→ **Exercise instructions**
Find the lines of the listing that contain the string "outline", and return them.
────────────────
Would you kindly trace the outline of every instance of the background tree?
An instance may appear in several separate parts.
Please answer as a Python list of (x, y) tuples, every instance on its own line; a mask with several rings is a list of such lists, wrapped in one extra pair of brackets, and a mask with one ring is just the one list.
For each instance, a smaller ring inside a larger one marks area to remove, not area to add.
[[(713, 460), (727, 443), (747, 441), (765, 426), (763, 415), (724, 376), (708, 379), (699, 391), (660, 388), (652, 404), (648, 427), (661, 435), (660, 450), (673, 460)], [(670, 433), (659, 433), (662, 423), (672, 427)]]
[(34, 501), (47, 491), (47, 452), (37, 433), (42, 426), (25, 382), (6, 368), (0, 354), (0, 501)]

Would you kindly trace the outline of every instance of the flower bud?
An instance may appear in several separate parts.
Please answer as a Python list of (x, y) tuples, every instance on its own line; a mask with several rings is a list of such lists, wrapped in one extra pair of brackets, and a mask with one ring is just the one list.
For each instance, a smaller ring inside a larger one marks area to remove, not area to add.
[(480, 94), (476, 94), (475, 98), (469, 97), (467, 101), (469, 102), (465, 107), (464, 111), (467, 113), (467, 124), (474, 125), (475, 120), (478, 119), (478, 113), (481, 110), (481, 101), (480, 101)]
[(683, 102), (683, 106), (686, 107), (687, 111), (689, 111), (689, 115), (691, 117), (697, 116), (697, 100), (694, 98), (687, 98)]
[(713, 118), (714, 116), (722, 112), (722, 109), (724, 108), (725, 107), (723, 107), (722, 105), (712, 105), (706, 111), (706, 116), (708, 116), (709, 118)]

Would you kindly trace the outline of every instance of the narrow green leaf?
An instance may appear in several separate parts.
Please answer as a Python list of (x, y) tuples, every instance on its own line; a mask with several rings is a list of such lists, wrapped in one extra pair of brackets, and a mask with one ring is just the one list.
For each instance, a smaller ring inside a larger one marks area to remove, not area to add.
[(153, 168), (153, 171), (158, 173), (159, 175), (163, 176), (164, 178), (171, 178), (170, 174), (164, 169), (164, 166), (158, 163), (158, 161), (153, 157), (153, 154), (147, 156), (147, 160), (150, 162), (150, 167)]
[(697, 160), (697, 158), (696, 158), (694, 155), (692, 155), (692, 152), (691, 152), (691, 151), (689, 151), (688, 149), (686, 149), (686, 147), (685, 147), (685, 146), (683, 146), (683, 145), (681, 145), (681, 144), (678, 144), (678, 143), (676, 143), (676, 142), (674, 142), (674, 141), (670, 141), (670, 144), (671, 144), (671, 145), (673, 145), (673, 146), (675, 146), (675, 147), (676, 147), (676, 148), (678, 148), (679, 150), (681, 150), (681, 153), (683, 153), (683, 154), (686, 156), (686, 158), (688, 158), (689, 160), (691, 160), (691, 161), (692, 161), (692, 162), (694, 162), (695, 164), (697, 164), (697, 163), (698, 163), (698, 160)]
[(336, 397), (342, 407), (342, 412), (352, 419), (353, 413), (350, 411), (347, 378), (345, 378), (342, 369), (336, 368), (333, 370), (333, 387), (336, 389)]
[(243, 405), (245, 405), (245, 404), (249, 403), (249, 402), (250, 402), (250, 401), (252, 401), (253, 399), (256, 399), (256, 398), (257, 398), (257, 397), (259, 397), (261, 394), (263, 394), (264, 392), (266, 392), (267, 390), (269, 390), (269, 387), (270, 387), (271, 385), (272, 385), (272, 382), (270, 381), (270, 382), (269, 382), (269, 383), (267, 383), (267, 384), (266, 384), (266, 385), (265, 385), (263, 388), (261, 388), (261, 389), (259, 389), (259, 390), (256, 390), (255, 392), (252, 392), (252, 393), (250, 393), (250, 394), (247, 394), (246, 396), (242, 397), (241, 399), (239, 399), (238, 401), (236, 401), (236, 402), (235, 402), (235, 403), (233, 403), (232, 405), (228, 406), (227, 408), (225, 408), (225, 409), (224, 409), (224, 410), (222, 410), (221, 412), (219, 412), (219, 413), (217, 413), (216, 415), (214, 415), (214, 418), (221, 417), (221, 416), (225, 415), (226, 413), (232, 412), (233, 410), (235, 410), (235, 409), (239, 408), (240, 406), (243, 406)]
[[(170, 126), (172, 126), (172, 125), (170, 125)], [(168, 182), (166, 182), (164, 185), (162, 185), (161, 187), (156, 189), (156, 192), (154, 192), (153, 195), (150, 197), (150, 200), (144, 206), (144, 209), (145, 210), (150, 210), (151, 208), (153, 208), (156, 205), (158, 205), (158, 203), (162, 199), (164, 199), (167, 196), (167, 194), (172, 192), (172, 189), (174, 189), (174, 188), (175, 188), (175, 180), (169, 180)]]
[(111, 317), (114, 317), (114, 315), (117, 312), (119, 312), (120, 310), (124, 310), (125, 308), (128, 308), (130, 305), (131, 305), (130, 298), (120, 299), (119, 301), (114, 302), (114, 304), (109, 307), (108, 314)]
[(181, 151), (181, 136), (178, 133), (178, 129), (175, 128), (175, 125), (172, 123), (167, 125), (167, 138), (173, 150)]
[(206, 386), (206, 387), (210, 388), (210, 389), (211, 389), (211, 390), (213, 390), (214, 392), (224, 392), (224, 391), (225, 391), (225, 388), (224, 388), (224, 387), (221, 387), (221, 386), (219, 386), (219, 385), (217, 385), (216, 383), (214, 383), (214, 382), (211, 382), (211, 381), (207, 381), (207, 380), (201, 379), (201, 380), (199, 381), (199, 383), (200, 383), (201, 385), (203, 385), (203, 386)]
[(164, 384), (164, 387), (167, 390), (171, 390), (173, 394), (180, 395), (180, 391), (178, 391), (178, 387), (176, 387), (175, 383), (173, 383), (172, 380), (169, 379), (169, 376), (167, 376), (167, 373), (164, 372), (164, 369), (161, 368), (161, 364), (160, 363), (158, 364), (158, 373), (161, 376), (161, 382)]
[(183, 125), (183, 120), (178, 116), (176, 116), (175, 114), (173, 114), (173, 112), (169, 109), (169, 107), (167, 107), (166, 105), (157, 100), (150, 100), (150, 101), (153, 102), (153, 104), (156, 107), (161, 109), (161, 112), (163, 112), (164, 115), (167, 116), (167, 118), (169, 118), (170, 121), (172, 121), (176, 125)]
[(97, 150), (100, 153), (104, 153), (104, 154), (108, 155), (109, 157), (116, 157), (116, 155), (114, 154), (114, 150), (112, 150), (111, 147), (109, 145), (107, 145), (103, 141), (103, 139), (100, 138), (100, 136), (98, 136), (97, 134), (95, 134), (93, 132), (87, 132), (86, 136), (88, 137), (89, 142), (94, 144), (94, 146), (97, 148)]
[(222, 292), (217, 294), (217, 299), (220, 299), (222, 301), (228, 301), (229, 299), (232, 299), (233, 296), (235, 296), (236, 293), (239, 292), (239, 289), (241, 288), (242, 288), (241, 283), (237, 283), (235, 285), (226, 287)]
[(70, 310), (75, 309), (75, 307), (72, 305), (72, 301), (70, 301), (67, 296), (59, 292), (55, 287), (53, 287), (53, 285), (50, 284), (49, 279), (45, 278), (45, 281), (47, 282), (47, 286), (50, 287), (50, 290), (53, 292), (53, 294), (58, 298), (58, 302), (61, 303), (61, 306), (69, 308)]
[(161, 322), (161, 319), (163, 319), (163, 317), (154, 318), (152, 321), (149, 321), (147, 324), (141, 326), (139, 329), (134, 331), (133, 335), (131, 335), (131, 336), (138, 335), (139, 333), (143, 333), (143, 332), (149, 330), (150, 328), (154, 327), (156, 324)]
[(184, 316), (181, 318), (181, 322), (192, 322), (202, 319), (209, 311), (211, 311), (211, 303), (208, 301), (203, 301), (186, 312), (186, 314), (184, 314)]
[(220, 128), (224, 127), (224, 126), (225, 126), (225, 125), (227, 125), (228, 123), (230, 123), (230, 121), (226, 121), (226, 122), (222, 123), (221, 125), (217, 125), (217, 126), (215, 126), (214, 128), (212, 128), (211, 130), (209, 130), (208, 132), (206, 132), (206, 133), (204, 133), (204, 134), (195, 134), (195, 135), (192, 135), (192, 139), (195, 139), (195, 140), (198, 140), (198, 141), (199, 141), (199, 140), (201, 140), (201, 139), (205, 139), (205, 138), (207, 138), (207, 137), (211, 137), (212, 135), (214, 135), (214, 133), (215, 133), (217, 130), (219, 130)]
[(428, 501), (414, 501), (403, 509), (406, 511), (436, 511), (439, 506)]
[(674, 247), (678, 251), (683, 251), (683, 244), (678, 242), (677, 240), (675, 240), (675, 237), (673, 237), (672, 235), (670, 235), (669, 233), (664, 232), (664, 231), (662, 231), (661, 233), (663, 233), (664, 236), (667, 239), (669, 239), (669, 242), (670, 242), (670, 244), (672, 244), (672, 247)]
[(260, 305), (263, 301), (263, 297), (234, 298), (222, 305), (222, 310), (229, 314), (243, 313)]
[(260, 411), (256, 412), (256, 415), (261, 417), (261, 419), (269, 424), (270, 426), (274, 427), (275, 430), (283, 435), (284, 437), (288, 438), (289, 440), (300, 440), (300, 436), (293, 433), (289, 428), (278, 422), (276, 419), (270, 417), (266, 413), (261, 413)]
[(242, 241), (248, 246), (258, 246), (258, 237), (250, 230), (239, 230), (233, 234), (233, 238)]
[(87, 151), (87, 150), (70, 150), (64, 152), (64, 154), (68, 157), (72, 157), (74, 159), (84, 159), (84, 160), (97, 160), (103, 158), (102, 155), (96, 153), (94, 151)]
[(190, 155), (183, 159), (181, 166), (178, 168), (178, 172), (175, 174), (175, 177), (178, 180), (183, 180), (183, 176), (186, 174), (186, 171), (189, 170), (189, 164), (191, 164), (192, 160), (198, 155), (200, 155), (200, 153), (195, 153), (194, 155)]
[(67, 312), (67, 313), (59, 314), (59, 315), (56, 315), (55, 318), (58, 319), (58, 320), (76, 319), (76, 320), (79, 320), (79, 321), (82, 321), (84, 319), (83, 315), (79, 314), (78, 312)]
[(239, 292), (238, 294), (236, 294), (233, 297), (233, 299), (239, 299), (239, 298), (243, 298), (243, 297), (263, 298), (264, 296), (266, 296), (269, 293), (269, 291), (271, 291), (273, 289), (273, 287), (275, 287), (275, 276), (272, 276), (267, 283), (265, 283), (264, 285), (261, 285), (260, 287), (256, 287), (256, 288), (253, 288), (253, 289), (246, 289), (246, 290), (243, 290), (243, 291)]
────────────────
→ **Expected answer**
Would you kindly trace the outline of every instance of the background tree?
Would you kindly trace the outline of every instance of the flower bud?
Would you kindly trace the outline of every instance of the narrow green leaf?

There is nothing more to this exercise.